▶ [Consignes de travail]:
**1)** Énumérez tous les objets que l'extrait cite comme pouvant faire partie de l'instrumentarium du percussionniste-comédien.
**2)** D'après l'extrait, quelle morphologie semble mieux correspondre aux mouvements de l'objet inspiré du culbuto ?
**3)** Recopiez, s'il vous plaît, le passage de l'extrait qui s'ouvre sur les mots contenant « Le percussionniste-comédien sera » et se ferme sur « l’instrument se brouillent. ».

▶ [Extrait]:
La troisième pièce est différente des deux autres du point de la morphologie du mouvement. Même avant le début de sa construction, l’on peut associer le mouvement de l’objet inspiré du culbuto à des sons continus, comme des notes tenues et de glissades de différentes longueurs et vitesses, au lieu des sons courts et discrets des autres deux machines. La morphologie qui semble correspondre mieux à ce type de mouvements serait le frottement, au lieu de l’impact percussif, morphologie associée aux deux autres objets.
Le percussionniste-comédien sera soumis à la temporalité des machines mécaniques, temporalité qui varie pour chaque pièce. Sa partition musicale s’adaptera aux durées changeantes des rythmes produits par les objets. Son instrumentarium pourra inclure des objets (boîtes de conserve, pot de confiture, dés à coudre) que, par sa manipulation, vont devenir des instruments. Encore une fois, les limites entre l’objet brut et l’instrument se brouillent.

▶ [Données à examiner]:
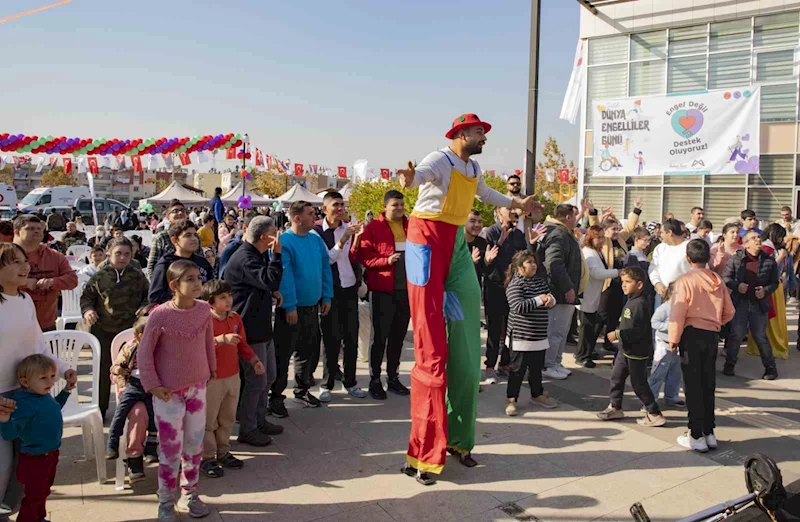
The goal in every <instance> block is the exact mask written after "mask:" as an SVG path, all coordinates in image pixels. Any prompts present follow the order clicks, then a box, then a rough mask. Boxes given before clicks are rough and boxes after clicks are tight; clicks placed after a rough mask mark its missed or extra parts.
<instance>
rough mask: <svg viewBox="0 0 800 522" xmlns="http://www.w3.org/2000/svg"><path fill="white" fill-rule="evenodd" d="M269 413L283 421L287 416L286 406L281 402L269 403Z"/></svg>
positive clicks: (288, 412) (287, 415)
mask: <svg viewBox="0 0 800 522" xmlns="http://www.w3.org/2000/svg"><path fill="white" fill-rule="evenodd" d="M269 413H270V415H272V416H273V417H275V418H278V419H283V418H286V417H288V416H289V411H288V410H287V409H286V406H285V405H284V404H283V401H280V402H271V403H270V404H269Z"/></svg>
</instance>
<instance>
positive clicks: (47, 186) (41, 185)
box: [39, 167, 77, 187]
mask: <svg viewBox="0 0 800 522" xmlns="http://www.w3.org/2000/svg"><path fill="white" fill-rule="evenodd" d="M59 185H67V186H75V185H77V182H76V181H75V178H74V177H73V176H72V174H68V173H66V172H64V167H53V168H52V169H50V170H48V171H47V172H45V173H44V174H43V175H42V181H41V183H39V186H41V187H57V186H59Z"/></svg>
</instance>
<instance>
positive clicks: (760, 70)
mask: <svg viewBox="0 0 800 522" xmlns="http://www.w3.org/2000/svg"><path fill="white" fill-rule="evenodd" d="M792 78H794V51H793V50H786V51H773V52H770V53H758V55H757V56H756V81H759V82H775V81H781V80H790V81H791V80H792Z"/></svg>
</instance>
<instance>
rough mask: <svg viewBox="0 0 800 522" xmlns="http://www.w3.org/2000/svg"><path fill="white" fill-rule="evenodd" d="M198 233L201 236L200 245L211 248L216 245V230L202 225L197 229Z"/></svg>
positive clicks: (204, 246) (201, 245)
mask: <svg viewBox="0 0 800 522" xmlns="http://www.w3.org/2000/svg"><path fill="white" fill-rule="evenodd" d="M197 235H198V236H200V245H201V246H202V247H203V248H211V247H212V246H214V231H213V230H211V229H210V228H206V227H200V230H198V231H197Z"/></svg>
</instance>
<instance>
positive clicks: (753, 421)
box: [47, 308, 800, 522]
mask: <svg viewBox="0 0 800 522" xmlns="http://www.w3.org/2000/svg"><path fill="white" fill-rule="evenodd" d="M789 324H790V331H791V333H790V339H791V340H792V348H791V354H790V359H789V360H788V361H778V371H779V374H780V378H779V379H778V380H776V381H772V382H769V381H762V380H761V379H760V377H761V373H762V368H761V364H760V361H759V360H758V358H756V357H751V356H746V355H742V356H741V357H740V358H741V361H740V363H739V364H738V365H737V374H738V375H737V376H736V377H725V376H723V375H722V374H721V372H720V373H719V374H718V380H717V408H718V410H717V431H716V433H717V437H718V438H719V444H720V447H719V449H718V450H716V451H713V452H709V453H707V454H704V455H701V454H697V453H691V452H687V451H685V450H683V448H680V447H679V446H677V445H676V443H675V438H676V437H677V436H678V435H679V434H680V433H681V432H682V431H684V430H685V429H686V428H685V426H686V412H685V410H666V411H665V414H666V416H667V419H668V423H667V425H666V426H665V427H662V428H642V427H640V426H639V425H637V424H636V422H635V419H636V418H638V417H639V416H641V415H642V414H641V413H640V412H639V411H638V410H639V405H638V402H637V400H636V398H635V396H634V395H633V393H632V391H631V390H630V389H629V390H628V393H627V394H626V398H625V405H624V407H625V410H626V417H625V419H624V420H622V421H618V422H602V421H600V420H598V419H597V418H596V417H595V413H596V412H597V411H600V410H602V409H603V408H604V407H605V406H606V404H607V403H608V398H607V391H608V377H609V375H610V373H611V359H610V358H606V359H605V360H603V361H598V366H597V367H596V368H595V369H592V370H586V369H583V368H580V369H578V368H574V365H573V364H571V363H572V361H573V359H572V356H571V355H565V357H564V364H565V366H567V367H573V375H572V376H570V377H569V378H568V379H567V380H564V381H556V382H546V383H545V389H546V390H548V391H549V392H550V394H551V395H552V396H554V397H555V398H557V399H558V400H559V401H561V404H560V405H559V407H558V408H557V409H555V410H543V409H541V408H538V407H536V406H534V405H533V404H532V403H530V402H529V400H528V399H527V398H525V397H524V396H525V394H526V393H527V391H526V390H527V385H526V387H525V388H523V396H522V397H521V400H520V414H519V416H518V417H514V418H510V417H506V416H505V415H504V398H505V385H504V383H499V384H495V385H484V386H483V392H482V393H481V394H480V396H479V404H478V422H477V429H476V440H477V445H476V447H475V450H474V452H473V455H474V457H475V458H476V460H477V461H478V462H479V466H477V467H475V468H472V469H468V468H465V467H463V466H461V465H460V464H459V463H458V462H457V461H456V460H455V459H454V458H453V457H448V464H447V465H446V467H445V469H444V472H443V473H442V475H441V476H440V477H439V481H438V483H437V484H436V485H435V486H431V487H424V486H421V485H419V484H417V483H416V481H414V480H413V479H411V478H409V477H406V476H405V475H403V474H401V473H400V466H401V465H402V463H403V461H404V454H405V449H406V447H407V437H408V432H409V427H410V421H409V405H408V399H407V398H405V397H399V396H397V395H393V394H391V393H390V394H389V398H388V400H386V401H374V400H372V399H369V398H368V399H354V398H351V397H349V396H348V395H347V394H346V392H344V390H342V389H339V390H337V391H335V392H334V394H333V397H334V398H333V401H332V402H331V403H329V404H328V405H324V406H323V407H322V408H319V409H308V408H302V407H301V406H300V405H297V404H294V403H293V402H292V401H290V400H287V407H289V408H290V416H289V417H288V418H286V419H271V420H272V422H276V423H279V424H281V425H283V426H284V427H285V432H284V433H283V434H281V435H278V436H276V437H274V443H273V444H272V445H271V446H268V447H266V448H252V447H249V446H242V445H239V444H238V443H236V442H235V441H234V442H233V452H234V453H235V454H236V455H237V456H238V457H239V458H241V459H243V460H244V461H245V467H244V469H242V470H238V471H235V470H234V471H226V474H225V476H224V477H223V478H219V479H208V478H206V477H204V476H203V477H201V481H200V494H201V496H202V498H204V500H205V501H206V502H207V503H208V504H209V506H210V507H211V508H212V513H211V515H210V516H209V517H208V518H207V519H206V520H209V521H214V522H216V521H225V522H230V521H266V520H276V521H292V522H310V521H325V522H340V521H341V522H345V521H346V522H360V521H369V522H393V521H413V522H421V521H426V520H432V521H448V520H458V521H460V522H489V521H503V522H506V521H508V522H515V521H539V520H541V521H556V522H568V521H581V522H585V521H591V520H602V521H626V520H631V516H630V514H629V512H628V510H629V507H630V505H631V504H632V503H634V502H637V501H638V502H641V503H642V504H643V505H644V507H645V509H646V510H647V513H648V514H649V515H650V518H651V519H652V520H653V521H671V520H679V519H681V518H683V517H686V516H689V515H690V514H692V513H695V512H697V511H700V510H702V509H704V508H707V507H710V506H712V505H715V504H718V503H721V502H724V501H726V500H729V499H733V498H736V497H738V496H741V495H744V494H746V493H747V491H746V488H745V482H744V474H743V468H742V463H743V461H744V459H745V457H746V456H747V455H750V454H752V453H755V452H763V453H765V454H767V455H769V456H771V457H772V458H773V459H775V460H776V461H777V462H778V464H779V466H780V468H781V470H782V472H783V478H784V483H785V484H786V485H787V487H788V489H790V490H792V491H795V492H797V491H798V490H800V443H798V442H799V441H800V352H798V351H796V350H795V348H794V340H795V339H796V334H795V331H796V329H797V311H796V309H794V308H791V309H790V312H789ZM484 335H485V333H484ZM408 340H410V334H409V336H408V337H407V341H408ZM573 348H574V347H569V346H568V350H569V349H573ZM412 364H413V346H412V344H411V343H410V342H406V347H405V350H404V354H403V362H402V367H401V371H402V376H401V379H402V380H403V381H404V382H405V383H406V384H407V385H408V384H409V371H410V369H411V366H412ZM719 367H720V370H721V367H722V359H721V358H720V365H719ZM80 370H81V373H82V374H83V373H84V372H87V371H88V370H89V369H88V367H86V368H84V367H82V368H80ZM321 373H322V370H321V367H320V369H319V371H318V374H317V379H318V381H319V379H320V377H321ZM358 377H359V384H360V385H362V386H363V387H364V388H365V389H366V386H367V383H368V368H367V365H366V363H364V362H359V366H358ZM88 386H89V378H88V376H85V375H82V380H81V383H80V386H79V389H80V391H81V395H82V396H86V397H88V396H89V393H90V391H89V389H88ZM110 417H111V412H109V418H108V420H107V424H108V421H110ZM235 435H236V434H235V433H234V437H235ZM156 466H157V465H151V466H149V467H147V469H146V472H147V479H146V480H145V481H143V482H140V483H137V484H135V485H133V486H132V487H130V486H129V487H128V488H127V489H126V490H125V491H122V492H119V491H116V490H115V489H114V486H113V472H114V469H113V465H112V463H108V472H109V479H110V480H109V481H108V482H107V483H106V484H104V485H99V484H98V482H97V480H96V476H95V472H94V463H93V462H91V461H89V462H87V461H85V460H84V459H83V456H82V443H81V434H80V429H75V428H69V429H66V430H65V433H64V446H63V448H62V454H61V461H60V464H59V468H58V474H57V477H56V483H55V486H54V488H53V493H52V494H51V496H50V499H49V501H48V504H47V506H48V511H49V512H50V517H49V518H50V520H51V521H52V522H71V521H75V522H87V521H108V522H114V521H153V520H155V519H156V509H157V500H156V497H155V492H156V489H157V481H156V475H157V467H156ZM759 515H760V512H758V511H756V510H749V511H747V512H745V513H743V514H741V515H738V516H737V519H738V520H752V519H756V518H759ZM182 520H189V517H188V515H186V514H183V515H182Z"/></svg>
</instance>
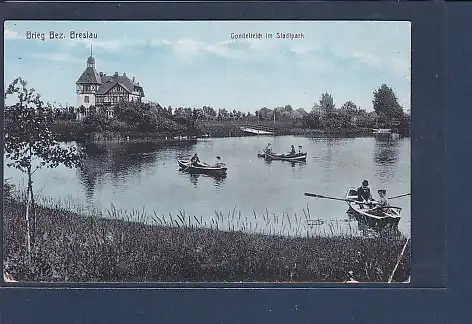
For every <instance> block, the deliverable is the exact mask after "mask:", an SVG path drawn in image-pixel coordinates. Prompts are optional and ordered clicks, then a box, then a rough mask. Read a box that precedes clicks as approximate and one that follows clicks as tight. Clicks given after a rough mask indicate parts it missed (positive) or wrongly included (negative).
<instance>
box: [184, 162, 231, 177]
mask: <svg viewBox="0 0 472 324" xmlns="http://www.w3.org/2000/svg"><path fill="white" fill-rule="evenodd" d="M177 162H178V163H179V166H180V167H181V168H182V169H183V170H184V171H189V172H195V173H206V174H226V171H227V170H228V168H226V167H216V166H212V165H209V164H207V163H204V162H199V163H197V165H191V163H190V161H189V160H178V161H177Z"/></svg>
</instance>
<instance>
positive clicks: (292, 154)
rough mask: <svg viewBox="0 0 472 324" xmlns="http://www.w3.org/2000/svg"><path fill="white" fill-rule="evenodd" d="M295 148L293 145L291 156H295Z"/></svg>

▶ [Réponses par consigne]:
**1)** Boîtes de conserve, pot de confiture, dés à coudre

**2)** Le frottement

**3)**
Le percussionniste-comédien sera soumis à la temporalité des machines mécaniques, temporalité qui varie pour chaque pièce. Sa partition musicale s’adaptera aux durées changeantes des rythmes produits par les objets. Son instrumentarium pourra inclure des objets (boîtes de conserve, pot de confiture, dés à coudre) que, par sa manipulation, vont devenir des instruments. Encore une fois, les limites entre l’objet brut et l’instrument se brouillent.